# Document
= Freedom of information in Canada =

Freedom of information in Canada describes the capacity for the Canadian government to provide timely and accurate access to internal data concerning government services.
Each province and territory in Canada has its own access to freedom of information legislation.

==History==
By 1982, twelve countries, including France, Denmark, Finland, Sweden, the Netherlands, and the U.S. (1966), had enacted modern ATI legislation. Canada's Access to Information Act came into force in 1983, under the Pierre Trudeau government.

In 1987, the Solicitor General tabled a unanimous report to Parliament, Open and Shut: Enhancing the Right to Know and the Right to Privacy which contained over 100 recommendations for amending the ATI and privacy acts.

In 1998, the government would append a clause to the Access Act, making it a federal offence to destroy, falsify, or conceal public documents. However, the standards for document production and retention in Canada are still considered insufficient by many scholars.

In August 2000, the Ministry of Justice and the president of the Treasury Board launched a task force to review the Access Act. The committee's report, delivered in June 2002, found "a crisis in information management" within government.

Université de Moncton professor Donald Savoie’s 2003 book, Breaking the Bargain, argues that in Canada, there is a reluctance to put anything in writing, including e-mail, that might find its way into public discourse.

In the fall of 2003, John Bryden, attempted to initiate a comprehensive overhaul of the Act through a private members bill, Bill C-462, which died on the Order Paper with the dissolution of the 37th Parliament in May 2004. A similar bill was introduced by NDP MP Pat Martin on 7 October 2004 as Bill C-201.

In April 2005, the Justice Minister Irwin Cotler introduced a discussion paper entitled A Comprehensive Framework for Access to Information Reform.

On April 1, 2008, the Stephen Harper government shut down CAIRS, the access to information database. He justified this decision by saying that CAIRS was "deemed expensive, [and] deemed to slow down the access to information."
In response, Leader of the Opposition Stéphane Dion described Harper's government as "the most secretive government in the history of our country."

In September 2008, a 393-page report sponsored by several Canadian newspaper groups compared Canada's Access to Information Act to the FOI laws of the provinces and of 68 other nations titled: Fallen Behind: Canada's Access to Information Act in the World Context.

# Dataset extract
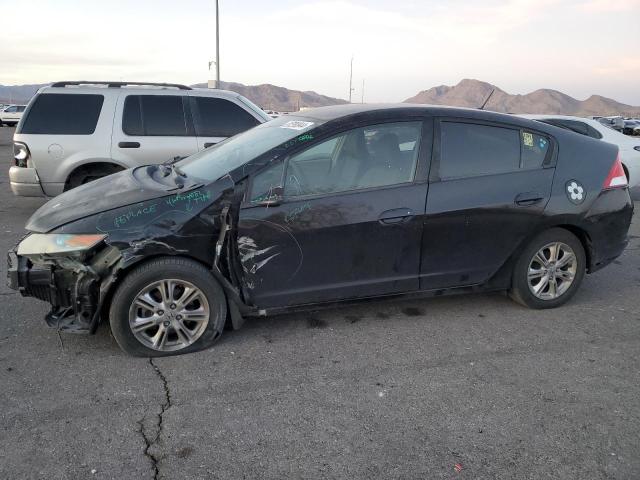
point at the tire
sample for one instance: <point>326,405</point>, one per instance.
<point>563,275</point>
<point>162,323</point>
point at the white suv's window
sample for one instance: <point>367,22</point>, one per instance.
<point>154,115</point>
<point>217,117</point>
<point>63,114</point>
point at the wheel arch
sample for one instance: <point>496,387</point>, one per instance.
<point>502,278</point>
<point>91,165</point>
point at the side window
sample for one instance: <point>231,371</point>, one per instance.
<point>264,183</point>
<point>154,115</point>
<point>63,114</point>
<point>217,117</point>
<point>593,133</point>
<point>468,150</point>
<point>534,149</point>
<point>372,156</point>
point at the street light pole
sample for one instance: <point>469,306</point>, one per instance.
<point>351,80</point>
<point>217,46</point>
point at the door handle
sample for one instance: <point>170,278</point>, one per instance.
<point>395,216</point>
<point>528,199</point>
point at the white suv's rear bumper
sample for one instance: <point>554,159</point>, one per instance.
<point>25,182</point>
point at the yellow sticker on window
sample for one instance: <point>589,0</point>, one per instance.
<point>527,138</point>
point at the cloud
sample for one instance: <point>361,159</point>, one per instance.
<point>608,6</point>
<point>400,47</point>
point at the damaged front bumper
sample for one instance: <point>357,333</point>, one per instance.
<point>74,286</point>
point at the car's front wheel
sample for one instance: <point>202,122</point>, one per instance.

# Problem set
(a) According to the text on freedom of information in Canada, in what year did the Access to Information Act come into force?
(b) Reproduce the passage of the freedom of information text between "In 1998, the" and "into public discourse.", inclusive.
(c) Continue the text on freedom of information in Canada, starting after its final sentence.

# Results by task
(a) 1983

(b)
In 1998, the government would append a clause to the Access Act, making it a federal offence to destroy, falsify, or conceal public documents. However, the standards for document production and retention in Canada are still considered insufficient by many scholars.

In August 2000, the Ministry of Justice and the president of the Treasury Board launched a task force to review the Access Act. The committee's report, delivered in June 2002, found "a crisis in information management" within government.

Université de Moncton professor Donald Savoie’s 2003 book, Breaking the Bargain, argues that in Canada, there is a reluctance to put anything in writing, including e-mail, that might find its way into public discourse.

(c)
In 2009, The Walrus published a detailed history of FOI in Canada.

In 2026, the Doug Ford government announced changes to Ontario's existing FOI laws, restricting access to government records from the premier's office, Cabinet ministers, and parliamentary assistants. The legislation faced backlash from opposition parties and Ontario's privacy commissioner.

==Federal==
In Canada, the Access to Information Act allows citizens to demand records from federal bodies. The act came into force in 1983, under the Pierre Trudeau government, permitting Canadians to retrieve information from government files, establishing what information could be accessed, mandating timelines for response. Any exceptions to that right of access (i.e. information that is not disclosed) is limited and specific. That means that government departments cannot simply refuse to disclose whole documents or series of documents. This is enforced by the Information Commissioner of Canada.

In general, the types of information that can be exempted from disclosure include:
information that could affect federal - provincial relations; information provided to the federal government in confidence by other governments; information affecting the safety and security of individuals; information that belongs to third party private sector companies; solicitor - client privilege and information that, if disclosed, could undermine the operations of government. This is not an exhaustive list.

There is also a complementary Privacy Act, introduced in 1983. The purpose of the Privacy Act is to extend the present laws of Canada that protect the privacy of individuals with respect to personal information about themselves held by a federal government institution and that provide individuals with a right of access to that information. Complaints for possible violations of the Act may be reported to the Privacy Commissioner of Canada. However, freedom of information commissioners often lack the resources to enforce accountability.

Canadian access to information laws distinguish between access to records generally and access to records that contain personal information about the person making the request. Subject to exceptions, individuals have a right of access to records that contain their own personal information under the Privacy Act but the general public does not have a right of access to records that contain personal information about others under the Access to Information Act.

From 1989 to 2008, requests made to the federal government were catalogued in the Coordination of Access to Information Requests System. Library and Archives Canada has been criticized for requiring waiting periods of as much as 80 years to access some files.

The federal legislations do not apply to the provinces or territories, but these levels of government also have access and privacy legislation.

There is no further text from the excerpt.